## Excerpt to read
Traces showed how users interacted with Novus and which use cases to prioritize
During the design-partner phase, we lived in LangSmith’s trace view. Every morning, first thing, we'd open it and read through individual conversations—what people asked the agent, how it responded—and that's how we picked out our use cases. We read what users actually did, straight off production, without any guessing or potentially false assumptions. Over time, those use cases became the suggested prompts we shipped at open beta, and then the backbone of our eval sets.
In production, traces still do the obvious job. Every run generates a full trace tree—inputs, outputs, tool calls, subagent invocations, token counts, cost data—so when a customer tells us a generated PR didn't address the right issue, we pull up the trace and walk through every decision the agent made. The nested structure maps to how the agent is organized, so it's straightforward to see where a reasoning step went wrong.
Trace tags connect support issues, customer activity, and cost
We tag every trace with username, conversation ID, and organization. That routing means any support or engineering issue goes straight to the relevant trace vs. us hunting through logs. It also lets us monitor cost at the per-organization level. We want token spend funnelled to the smartest models but still need to know what it costs and where. The tagging tells us which orgs and which workflows are expensive without making us give up quality.
Usage data shows how each customer gets value from Novus
That same tagging shows us which organizations are leaning on which use cases, which has turned into one of the most valuable aspects of LangSmith. It tells us how each customer is actually getting value from Novus, and we tailor our outreach and customer-engineering engagements around it. We've never had this clean a view into how customers use the product from an AI perspective.

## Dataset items

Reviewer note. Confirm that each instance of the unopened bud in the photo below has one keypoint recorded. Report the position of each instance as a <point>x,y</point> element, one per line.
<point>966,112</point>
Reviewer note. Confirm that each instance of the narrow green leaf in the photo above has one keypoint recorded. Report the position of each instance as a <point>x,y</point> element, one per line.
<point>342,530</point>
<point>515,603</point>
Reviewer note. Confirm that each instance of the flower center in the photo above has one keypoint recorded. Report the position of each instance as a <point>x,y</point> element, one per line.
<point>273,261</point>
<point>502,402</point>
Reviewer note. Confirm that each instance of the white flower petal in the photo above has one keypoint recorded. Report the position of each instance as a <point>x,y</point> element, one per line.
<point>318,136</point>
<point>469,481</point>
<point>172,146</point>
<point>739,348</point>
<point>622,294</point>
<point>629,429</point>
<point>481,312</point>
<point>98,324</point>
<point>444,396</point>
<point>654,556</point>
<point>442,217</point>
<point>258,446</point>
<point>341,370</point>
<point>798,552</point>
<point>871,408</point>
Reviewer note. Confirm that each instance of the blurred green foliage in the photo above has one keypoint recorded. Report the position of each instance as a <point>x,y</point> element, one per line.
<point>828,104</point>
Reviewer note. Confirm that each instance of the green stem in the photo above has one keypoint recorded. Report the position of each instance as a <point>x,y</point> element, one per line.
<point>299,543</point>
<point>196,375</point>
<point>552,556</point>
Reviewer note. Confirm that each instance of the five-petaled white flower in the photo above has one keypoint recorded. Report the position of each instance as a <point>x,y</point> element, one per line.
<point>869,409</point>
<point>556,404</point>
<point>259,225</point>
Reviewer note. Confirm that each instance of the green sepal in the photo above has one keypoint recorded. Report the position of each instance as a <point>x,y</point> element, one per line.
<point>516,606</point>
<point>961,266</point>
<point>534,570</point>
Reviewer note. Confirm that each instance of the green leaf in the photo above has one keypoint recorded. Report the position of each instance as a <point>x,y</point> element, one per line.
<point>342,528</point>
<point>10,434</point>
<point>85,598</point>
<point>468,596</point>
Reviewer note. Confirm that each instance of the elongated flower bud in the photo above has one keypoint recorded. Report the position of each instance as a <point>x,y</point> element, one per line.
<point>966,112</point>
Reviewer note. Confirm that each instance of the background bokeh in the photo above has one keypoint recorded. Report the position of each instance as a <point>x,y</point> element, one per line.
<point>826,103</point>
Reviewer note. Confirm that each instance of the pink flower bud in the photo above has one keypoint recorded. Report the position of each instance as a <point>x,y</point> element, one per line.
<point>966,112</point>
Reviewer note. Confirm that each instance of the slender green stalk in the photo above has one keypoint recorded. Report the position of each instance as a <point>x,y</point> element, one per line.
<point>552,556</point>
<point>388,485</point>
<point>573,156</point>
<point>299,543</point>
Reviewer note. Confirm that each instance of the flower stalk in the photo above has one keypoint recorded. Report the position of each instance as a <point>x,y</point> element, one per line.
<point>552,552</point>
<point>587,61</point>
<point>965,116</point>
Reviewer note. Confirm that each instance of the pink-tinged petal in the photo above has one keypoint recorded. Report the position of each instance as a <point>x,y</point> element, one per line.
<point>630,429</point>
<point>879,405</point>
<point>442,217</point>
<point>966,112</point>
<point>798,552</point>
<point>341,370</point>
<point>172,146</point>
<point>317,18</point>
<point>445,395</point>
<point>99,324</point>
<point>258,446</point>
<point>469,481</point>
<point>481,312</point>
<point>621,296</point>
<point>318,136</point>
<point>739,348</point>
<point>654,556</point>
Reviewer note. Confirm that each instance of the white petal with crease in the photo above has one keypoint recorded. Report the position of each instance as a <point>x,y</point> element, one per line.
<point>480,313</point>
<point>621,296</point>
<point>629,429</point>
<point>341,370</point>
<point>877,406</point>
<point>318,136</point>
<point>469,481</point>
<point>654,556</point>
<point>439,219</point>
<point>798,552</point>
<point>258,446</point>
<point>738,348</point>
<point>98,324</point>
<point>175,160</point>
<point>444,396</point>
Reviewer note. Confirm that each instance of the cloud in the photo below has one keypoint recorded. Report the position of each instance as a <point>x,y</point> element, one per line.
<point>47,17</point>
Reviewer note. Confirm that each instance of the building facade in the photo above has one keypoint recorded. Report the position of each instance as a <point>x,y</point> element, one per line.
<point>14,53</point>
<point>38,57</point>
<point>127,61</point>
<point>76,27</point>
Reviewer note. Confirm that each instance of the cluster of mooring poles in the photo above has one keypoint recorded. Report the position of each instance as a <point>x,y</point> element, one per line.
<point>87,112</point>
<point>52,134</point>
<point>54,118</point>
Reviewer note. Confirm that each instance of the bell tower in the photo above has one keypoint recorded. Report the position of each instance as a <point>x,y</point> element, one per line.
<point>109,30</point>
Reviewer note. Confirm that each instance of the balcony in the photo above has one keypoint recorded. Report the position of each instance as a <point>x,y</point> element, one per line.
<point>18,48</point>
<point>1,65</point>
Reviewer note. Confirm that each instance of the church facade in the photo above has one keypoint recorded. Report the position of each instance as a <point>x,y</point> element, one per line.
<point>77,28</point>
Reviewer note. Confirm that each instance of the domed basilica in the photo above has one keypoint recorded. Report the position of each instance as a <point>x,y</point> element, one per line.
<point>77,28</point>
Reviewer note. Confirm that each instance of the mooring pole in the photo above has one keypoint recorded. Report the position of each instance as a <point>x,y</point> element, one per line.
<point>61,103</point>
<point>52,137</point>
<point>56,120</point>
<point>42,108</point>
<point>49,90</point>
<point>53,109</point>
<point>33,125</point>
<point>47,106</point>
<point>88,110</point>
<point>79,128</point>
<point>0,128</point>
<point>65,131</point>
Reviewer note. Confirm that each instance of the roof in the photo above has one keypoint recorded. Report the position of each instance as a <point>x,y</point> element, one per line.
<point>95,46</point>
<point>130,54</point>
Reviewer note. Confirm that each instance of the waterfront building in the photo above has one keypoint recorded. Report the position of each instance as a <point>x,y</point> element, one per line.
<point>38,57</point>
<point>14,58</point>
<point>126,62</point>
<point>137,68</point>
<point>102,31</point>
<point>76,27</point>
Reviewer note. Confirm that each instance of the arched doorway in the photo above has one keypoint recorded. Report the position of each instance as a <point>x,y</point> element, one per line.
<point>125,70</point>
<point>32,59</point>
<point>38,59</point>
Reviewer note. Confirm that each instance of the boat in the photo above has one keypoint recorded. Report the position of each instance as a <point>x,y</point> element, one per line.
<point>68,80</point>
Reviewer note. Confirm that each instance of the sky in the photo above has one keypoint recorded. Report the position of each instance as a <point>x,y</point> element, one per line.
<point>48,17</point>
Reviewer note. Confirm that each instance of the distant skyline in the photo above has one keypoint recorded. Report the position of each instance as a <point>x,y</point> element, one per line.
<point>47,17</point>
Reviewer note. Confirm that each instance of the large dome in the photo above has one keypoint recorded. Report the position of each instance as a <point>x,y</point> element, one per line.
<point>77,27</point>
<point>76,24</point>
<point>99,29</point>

## Problems and tasks
a. Please quote the passage of the LangSmith tracing excerpt between "Trace tags connect" and "give up quality.", inclusive.
b. Extend the LangSmith tracing excerpt by writing what comes after its final sentence.

## Per-task answers
a.
Trace tags connect support issues, customer activity, and cost
We tag every trace with username, conversation ID, and organization. That routing means any support or engineering issue goes straight to the relevant trace vs. us hunting through logs. It also lets us monitor cost at the per-organization level. We want token spend funnelled to the smartest models but still need to know what it costs and where. The tagging tells us which orgs and which workflows are expensive without making us give up quality.

b.
Thread view indicates whether multi-turn conversations reach a resolution
Novus is multi-turn. A developer might ask follow-up questions about a detected issue before a PR gets generated. Thread view lets us see the full conversation trajectory instead of isolated turns, which is key when you're trying to tell whether the agent actually guided someone toward a resolution or just produced output.
Feedback scores capture how users respond to Novus outputs
We view feedback scores on runs directly in LangSmith, which gives us a signal on how outputs land in practice, not just in testing.
LangSmith traces showed when Novus used analytics or code context, instead of both
We noticed very early on, by watching traces, that the agent was choosing to take either the product analytics data into account or the code-based context, but very rarely both. We caught this early in LangSmith and tuned our prompts accordingly to make it more explicit that the power of Novus comes from combining the two. Relying solely on product analytics or code-based context brings us back to the pre-Novus era.
Results
- 25% time saved compared to previous products for identifying and evaling new use cases
- 60% of AI problems caught via traces before being caught by customers
Novus is built for product teams shipping faster than they can observe
Novus is built for product engineers. That is, teams responsible for both the shipping velocity and usage. As AI coding tools keep compressing the time between idea and production, the gap between what's deployed and what's understood is only going to grow. Our job is to close that gap automatically, within minutes of a user session.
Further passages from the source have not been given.